[Dataset rows]
══════
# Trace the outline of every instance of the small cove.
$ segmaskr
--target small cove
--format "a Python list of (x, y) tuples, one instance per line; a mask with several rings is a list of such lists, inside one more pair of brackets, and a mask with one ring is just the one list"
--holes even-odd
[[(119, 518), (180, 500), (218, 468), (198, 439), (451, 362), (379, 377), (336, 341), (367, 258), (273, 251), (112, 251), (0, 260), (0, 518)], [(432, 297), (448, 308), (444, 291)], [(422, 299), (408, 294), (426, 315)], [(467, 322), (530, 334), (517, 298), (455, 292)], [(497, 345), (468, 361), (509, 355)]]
══════
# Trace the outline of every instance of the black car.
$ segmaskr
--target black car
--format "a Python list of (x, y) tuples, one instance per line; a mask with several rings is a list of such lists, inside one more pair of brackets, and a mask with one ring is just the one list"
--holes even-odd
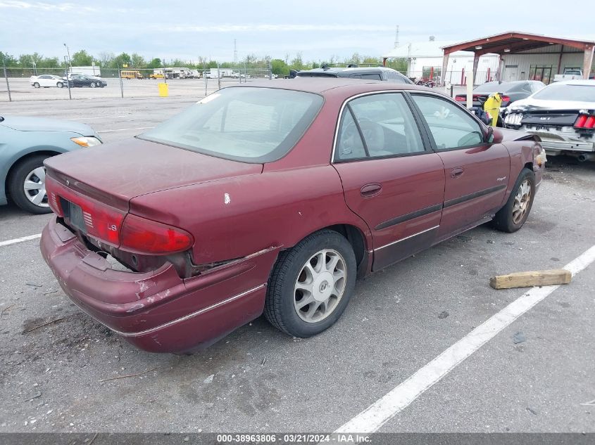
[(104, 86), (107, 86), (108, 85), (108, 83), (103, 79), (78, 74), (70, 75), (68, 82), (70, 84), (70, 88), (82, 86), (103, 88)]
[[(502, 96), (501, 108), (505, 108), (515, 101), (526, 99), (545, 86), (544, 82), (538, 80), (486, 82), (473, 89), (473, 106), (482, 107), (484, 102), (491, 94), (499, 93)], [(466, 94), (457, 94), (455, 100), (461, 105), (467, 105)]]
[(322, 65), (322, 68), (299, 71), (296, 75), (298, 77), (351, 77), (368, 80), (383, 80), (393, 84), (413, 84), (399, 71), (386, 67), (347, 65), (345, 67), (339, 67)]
══════
## WORK INSTRUCTIONS
Resize the lines from the line with "# Trace the outline of every instance of the black" to the line with "67), (339, 67)]", both included, and give them all again with their requests, multiplying every coordinate in the answers by 1.4 and rounding to whole numbers with halves rounded up. Leave the pictures out of your answer.

## RESULT
# Trace the outline of every instance of the black car.
$ segmaskr
--target black car
--format "a Python list of (x, y) tuples, one instance per line; a mask with several rings is a list of such lists, inside one more pair of brackets, and a mask with one ring is just the one list"
--holes even-odd
[(146, 120), (150, 120), (151, 119), (151, 116), (144, 111), (109, 104), (98, 105), (95, 115), (98, 118), (98, 123), (115, 120), (144, 123)]
[[(703, 134), (701, 151), (707, 151), (721, 141), (736, 139), (763, 120), (762, 115), (753, 112), (680, 115), (662, 125), (662, 148), (675, 150), (678, 143), (687, 132), (699, 130)], [(652, 132), (640, 132), (637, 140), (645, 147), (654, 147)]]
[(451, 91), (451, 95), (419, 99), (414, 105), (417, 108), (491, 108), (515, 112), (536, 112), (550, 118), (578, 118), (559, 99), (540, 94), (486, 91), (483, 94), (475, 94)]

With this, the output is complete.